--- Begin EXERCISE MATERIALS ---

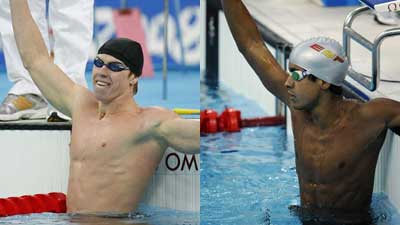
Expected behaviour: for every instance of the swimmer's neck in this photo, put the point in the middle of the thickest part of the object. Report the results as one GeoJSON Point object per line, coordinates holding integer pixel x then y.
{"type": "Point", "coordinates": [328, 111]}
{"type": "Point", "coordinates": [121, 104]}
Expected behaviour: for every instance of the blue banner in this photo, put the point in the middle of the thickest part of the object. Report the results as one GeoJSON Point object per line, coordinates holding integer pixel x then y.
{"type": "Point", "coordinates": [183, 28]}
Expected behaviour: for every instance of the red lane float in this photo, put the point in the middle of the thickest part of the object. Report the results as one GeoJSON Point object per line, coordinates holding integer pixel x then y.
{"type": "Point", "coordinates": [51, 202]}
{"type": "Point", "coordinates": [230, 121]}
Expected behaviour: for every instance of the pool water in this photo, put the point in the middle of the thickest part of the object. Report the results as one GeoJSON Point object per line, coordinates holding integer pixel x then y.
{"type": "Point", "coordinates": [148, 216]}
{"type": "Point", "coordinates": [249, 177]}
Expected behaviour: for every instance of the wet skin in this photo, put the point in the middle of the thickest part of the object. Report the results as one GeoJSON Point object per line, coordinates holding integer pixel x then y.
{"type": "Point", "coordinates": [116, 145]}
{"type": "Point", "coordinates": [337, 140]}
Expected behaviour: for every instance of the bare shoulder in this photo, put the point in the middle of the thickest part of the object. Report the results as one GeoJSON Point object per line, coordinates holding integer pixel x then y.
{"type": "Point", "coordinates": [159, 113]}
{"type": "Point", "coordinates": [84, 100]}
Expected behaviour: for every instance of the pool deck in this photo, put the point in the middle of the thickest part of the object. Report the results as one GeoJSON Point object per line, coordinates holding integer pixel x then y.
{"type": "Point", "coordinates": [298, 20]}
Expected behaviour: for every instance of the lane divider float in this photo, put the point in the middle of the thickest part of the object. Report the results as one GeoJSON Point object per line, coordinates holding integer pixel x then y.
{"type": "Point", "coordinates": [52, 202]}
{"type": "Point", "coordinates": [230, 121]}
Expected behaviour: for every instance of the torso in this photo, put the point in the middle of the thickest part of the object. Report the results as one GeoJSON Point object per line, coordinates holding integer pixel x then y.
{"type": "Point", "coordinates": [109, 169]}
{"type": "Point", "coordinates": [336, 166]}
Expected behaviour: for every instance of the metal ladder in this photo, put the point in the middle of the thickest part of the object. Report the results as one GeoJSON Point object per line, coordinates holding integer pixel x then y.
{"type": "Point", "coordinates": [374, 47]}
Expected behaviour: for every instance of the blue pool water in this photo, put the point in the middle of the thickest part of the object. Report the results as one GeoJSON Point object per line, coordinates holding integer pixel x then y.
{"type": "Point", "coordinates": [249, 177]}
{"type": "Point", "coordinates": [148, 216]}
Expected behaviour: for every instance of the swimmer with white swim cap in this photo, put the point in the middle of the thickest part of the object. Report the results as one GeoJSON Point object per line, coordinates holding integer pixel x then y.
{"type": "Point", "coordinates": [116, 145]}
{"type": "Point", "coordinates": [337, 140]}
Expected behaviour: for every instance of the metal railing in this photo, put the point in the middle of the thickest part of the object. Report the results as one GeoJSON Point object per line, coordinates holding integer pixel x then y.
{"type": "Point", "coordinates": [371, 83]}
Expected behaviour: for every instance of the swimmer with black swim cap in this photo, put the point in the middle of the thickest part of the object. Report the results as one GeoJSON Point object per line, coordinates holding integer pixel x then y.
{"type": "Point", "coordinates": [116, 145]}
{"type": "Point", "coordinates": [337, 140]}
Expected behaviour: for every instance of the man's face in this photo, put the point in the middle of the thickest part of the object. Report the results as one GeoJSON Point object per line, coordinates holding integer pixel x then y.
{"type": "Point", "coordinates": [303, 93]}
{"type": "Point", "coordinates": [108, 84]}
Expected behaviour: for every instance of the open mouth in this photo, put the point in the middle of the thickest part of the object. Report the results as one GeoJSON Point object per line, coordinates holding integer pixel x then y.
{"type": "Point", "coordinates": [102, 84]}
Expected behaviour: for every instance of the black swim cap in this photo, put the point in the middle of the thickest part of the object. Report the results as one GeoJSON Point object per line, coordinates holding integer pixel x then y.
{"type": "Point", "coordinates": [128, 51]}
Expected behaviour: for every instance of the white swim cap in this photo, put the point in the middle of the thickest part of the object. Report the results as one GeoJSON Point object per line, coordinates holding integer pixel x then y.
{"type": "Point", "coordinates": [323, 57]}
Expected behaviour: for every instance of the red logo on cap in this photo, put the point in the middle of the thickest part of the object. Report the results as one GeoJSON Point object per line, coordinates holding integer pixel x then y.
{"type": "Point", "coordinates": [326, 52]}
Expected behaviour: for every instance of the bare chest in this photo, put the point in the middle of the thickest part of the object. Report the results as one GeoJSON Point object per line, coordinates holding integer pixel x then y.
{"type": "Point", "coordinates": [336, 152]}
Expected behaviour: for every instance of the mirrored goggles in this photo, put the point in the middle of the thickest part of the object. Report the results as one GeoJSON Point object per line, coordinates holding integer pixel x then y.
{"type": "Point", "coordinates": [113, 66]}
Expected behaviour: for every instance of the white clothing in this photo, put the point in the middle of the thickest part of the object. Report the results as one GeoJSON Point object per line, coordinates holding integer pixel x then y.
{"type": "Point", "coordinates": [72, 25]}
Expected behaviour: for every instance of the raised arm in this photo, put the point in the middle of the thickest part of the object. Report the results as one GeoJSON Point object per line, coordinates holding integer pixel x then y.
{"type": "Point", "coordinates": [56, 87]}
{"type": "Point", "coordinates": [182, 135]}
{"type": "Point", "coordinates": [251, 45]}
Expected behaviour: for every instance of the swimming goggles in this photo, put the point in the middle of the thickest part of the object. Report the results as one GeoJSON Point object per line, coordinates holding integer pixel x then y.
{"type": "Point", "coordinates": [299, 75]}
{"type": "Point", "coordinates": [113, 66]}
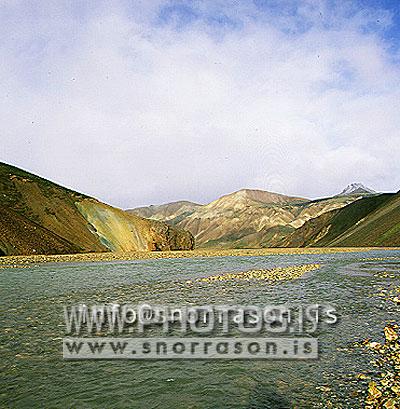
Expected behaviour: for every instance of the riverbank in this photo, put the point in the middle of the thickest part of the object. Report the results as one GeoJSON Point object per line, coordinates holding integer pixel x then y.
{"type": "Point", "coordinates": [20, 261]}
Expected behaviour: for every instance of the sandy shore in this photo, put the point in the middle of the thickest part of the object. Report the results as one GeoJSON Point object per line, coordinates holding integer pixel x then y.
{"type": "Point", "coordinates": [11, 261]}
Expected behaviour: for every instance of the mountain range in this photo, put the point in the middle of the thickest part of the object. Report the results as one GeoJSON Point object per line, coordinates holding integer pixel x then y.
{"type": "Point", "coordinates": [256, 218]}
{"type": "Point", "coordinates": [41, 217]}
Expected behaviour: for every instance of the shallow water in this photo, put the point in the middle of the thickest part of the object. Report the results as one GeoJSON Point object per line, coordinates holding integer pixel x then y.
{"type": "Point", "coordinates": [32, 325]}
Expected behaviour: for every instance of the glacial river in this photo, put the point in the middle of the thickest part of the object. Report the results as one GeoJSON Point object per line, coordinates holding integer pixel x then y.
{"type": "Point", "coordinates": [34, 374]}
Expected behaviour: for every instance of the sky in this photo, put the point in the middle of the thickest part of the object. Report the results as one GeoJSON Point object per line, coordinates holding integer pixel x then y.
{"type": "Point", "coordinates": [146, 102]}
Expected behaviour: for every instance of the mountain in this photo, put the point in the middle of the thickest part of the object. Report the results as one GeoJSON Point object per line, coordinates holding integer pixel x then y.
{"type": "Point", "coordinates": [247, 218]}
{"type": "Point", "coordinates": [356, 189]}
{"type": "Point", "coordinates": [41, 217]}
{"type": "Point", "coordinates": [167, 211]}
{"type": "Point", "coordinates": [370, 221]}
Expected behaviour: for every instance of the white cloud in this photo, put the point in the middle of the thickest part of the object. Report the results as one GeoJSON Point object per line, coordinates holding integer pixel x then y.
{"type": "Point", "coordinates": [122, 106]}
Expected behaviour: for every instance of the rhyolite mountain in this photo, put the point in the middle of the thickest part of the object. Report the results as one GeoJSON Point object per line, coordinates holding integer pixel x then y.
{"type": "Point", "coordinates": [370, 221]}
{"type": "Point", "coordinates": [356, 189]}
{"type": "Point", "coordinates": [41, 217]}
{"type": "Point", "coordinates": [247, 218]}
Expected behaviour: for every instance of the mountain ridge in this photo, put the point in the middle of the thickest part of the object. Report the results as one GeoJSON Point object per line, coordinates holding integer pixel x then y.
{"type": "Point", "coordinates": [247, 217]}
{"type": "Point", "coordinates": [60, 220]}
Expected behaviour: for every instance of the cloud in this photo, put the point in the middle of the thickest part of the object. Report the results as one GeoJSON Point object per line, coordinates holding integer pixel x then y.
{"type": "Point", "coordinates": [148, 102]}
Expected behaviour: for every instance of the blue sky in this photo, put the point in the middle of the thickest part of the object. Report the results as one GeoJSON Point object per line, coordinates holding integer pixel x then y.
{"type": "Point", "coordinates": [139, 102]}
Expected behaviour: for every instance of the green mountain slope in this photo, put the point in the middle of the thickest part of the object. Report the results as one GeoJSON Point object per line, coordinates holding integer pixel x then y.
{"type": "Point", "coordinates": [244, 219]}
{"type": "Point", "coordinates": [41, 217]}
{"type": "Point", "coordinates": [371, 221]}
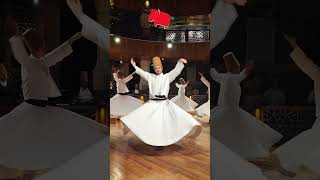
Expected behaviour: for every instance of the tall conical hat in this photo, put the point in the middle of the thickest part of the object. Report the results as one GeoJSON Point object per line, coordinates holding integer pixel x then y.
{"type": "Point", "coordinates": [156, 61]}
{"type": "Point", "coordinates": [230, 61]}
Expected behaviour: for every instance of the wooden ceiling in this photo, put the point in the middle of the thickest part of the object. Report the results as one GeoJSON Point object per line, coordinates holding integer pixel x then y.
{"type": "Point", "coordinates": [173, 7]}
{"type": "Point", "coordinates": [128, 48]}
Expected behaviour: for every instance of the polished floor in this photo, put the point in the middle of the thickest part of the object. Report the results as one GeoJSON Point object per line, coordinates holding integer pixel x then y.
{"type": "Point", "coordinates": [131, 159]}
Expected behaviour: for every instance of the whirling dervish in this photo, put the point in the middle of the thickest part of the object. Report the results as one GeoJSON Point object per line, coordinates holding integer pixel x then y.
{"type": "Point", "coordinates": [228, 165]}
{"type": "Point", "coordinates": [160, 122]}
{"type": "Point", "coordinates": [234, 127]}
{"type": "Point", "coordinates": [36, 135]}
{"type": "Point", "coordinates": [304, 149]}
{"type": "Point", "coordinates": [182, 100]}
{"type": "Point", "coordinates": [204, 109]}
{"type": "Point", "coordinates": [122, 103]}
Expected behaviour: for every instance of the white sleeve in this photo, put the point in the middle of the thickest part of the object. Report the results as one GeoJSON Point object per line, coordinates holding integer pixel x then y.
{"type": "Point", "coordinates": [95, 32]}
{"type": "Point", "coordinates": [115, 77]}
{"type": "Point", "coordinates": [18, 49]}
{"type": "Point", "coordinates": [205, 81]}
{"type": "Point", "coordinates": [174, 73]}
{"type": "Point", "coordinates": [305, 64]}
{"type": "Point", "coordinates": [215, 75]}
{"type": "Point", "coordinates": [128, 78]}
{"type": "Point", "coordinates": [222, 17]}
{"type": "Point", "coordinates": [242, 75]}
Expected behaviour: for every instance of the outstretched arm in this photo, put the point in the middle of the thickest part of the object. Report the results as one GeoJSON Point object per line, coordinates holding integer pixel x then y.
{"type": "Point", "coordinates": [16, 42]}
{"type": "Point", "coordinates": [205, 81]}
{"type": "Point", "coordinates": [245, 72]}
{"type": "Point", "coordinates": [140, 72]}
{"type": "Point", "coordinates": [173, 74]}
{"type": "Point", "coordinates": [302, 61]}
{"type": "Point", "coordinates": [115, 76]}
{"type": "Point", "coordinates": [61, 52]}
{"type": "Point", "coordinates": [215, 75]}
{"type": "Point", "coordinates": [128, 78]}
{"type": "Point", "coordinates": [91, 30]}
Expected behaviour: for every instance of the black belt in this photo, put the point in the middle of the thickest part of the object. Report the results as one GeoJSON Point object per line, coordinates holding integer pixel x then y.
{"type": "Point", "coordinates": [40, 103]}
{"type": "Point", "coordinates": [159, 98]}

--- End EXERCISE MATERIALS ---

[TASK GOAL]: In the listing above, find the line containing "Expected behaviour: for every instance of the black belt" and please quote exactly that line through the last one, and no other lines.

[THE RESPONSE]:
Expected behaviour: for every instance of the black belt in this photo, put the point in the middle of the thickest part of the object. Report the results as one GeoJSON Point object per line, coordinates holding integer pixel x then y.
{"type": "Point", "coordinates": [40, 103]}
{"type": "Point", "coordinates": [159, 98]}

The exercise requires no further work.